Stated problem
Format the lines as a numbered list, leaving out any blank lines. Include only the lines from the first one through the line that contains "[[639, 507]]", with both of those lines included.

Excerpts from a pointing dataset
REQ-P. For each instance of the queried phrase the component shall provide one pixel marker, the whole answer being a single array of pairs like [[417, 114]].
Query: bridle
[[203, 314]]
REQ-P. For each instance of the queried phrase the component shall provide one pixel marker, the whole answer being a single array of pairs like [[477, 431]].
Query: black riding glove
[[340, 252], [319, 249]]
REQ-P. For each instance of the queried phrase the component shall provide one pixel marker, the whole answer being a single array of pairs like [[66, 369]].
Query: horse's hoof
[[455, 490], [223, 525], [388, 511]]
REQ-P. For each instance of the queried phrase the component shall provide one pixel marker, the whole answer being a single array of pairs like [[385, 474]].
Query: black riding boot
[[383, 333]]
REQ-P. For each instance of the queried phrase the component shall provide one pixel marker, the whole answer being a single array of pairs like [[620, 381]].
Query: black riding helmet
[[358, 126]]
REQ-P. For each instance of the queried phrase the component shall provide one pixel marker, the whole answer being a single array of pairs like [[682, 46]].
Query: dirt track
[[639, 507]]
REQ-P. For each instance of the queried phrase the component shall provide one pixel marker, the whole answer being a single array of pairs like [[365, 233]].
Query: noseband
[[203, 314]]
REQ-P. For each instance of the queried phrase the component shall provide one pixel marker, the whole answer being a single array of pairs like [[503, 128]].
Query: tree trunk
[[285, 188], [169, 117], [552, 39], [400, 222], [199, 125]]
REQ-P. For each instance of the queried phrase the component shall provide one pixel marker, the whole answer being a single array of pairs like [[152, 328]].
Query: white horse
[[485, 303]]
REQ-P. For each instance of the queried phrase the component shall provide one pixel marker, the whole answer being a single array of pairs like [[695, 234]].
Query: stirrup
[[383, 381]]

Result of the task
1. REQ-P. For each instance of the queried phrase the component shall provide one pixel marker, the whole answer being a single array of pairs like [[417, 114]].
2. Query: bridle
3. [[203, 314]]
4. REQ-P. For each instance of the queried phrase the component shall provide one pixel marker, the whole answer being a single array of pairs like [[477, 431]].
5. Query: black riding glove
6. [[340, 252], [319, 249]]
7. REQ-P. For each instance of the queried phrase the component shall provide one pixel marker, the whole answer being a single array of pairs like [[66, 369]].
8. Query: horse's hoof
9. [[455, 490], [223, 525], [388, 511]]
10. REQ-P. For each instance of the queried phrase the component shall provide one pixel marker, the whole answer being a single array of pairs like [[385, 474]].
11. Query: black riding boot
12. [[383, 333]]
13. REQ-P. For each instance of the queried phrase the component shall provide one pixel marker, the whole answer being a single array of pairs like [[620, 381]].
14. Query: black riding helmet
15. [[358, 126]]
16. REQ-P. For each instance of the queried phrase the component shall provide one pixel marker, the whole answer being a single array of pairs like [[682, 46]].
17. Query: dirt track
18. [[639, 507]]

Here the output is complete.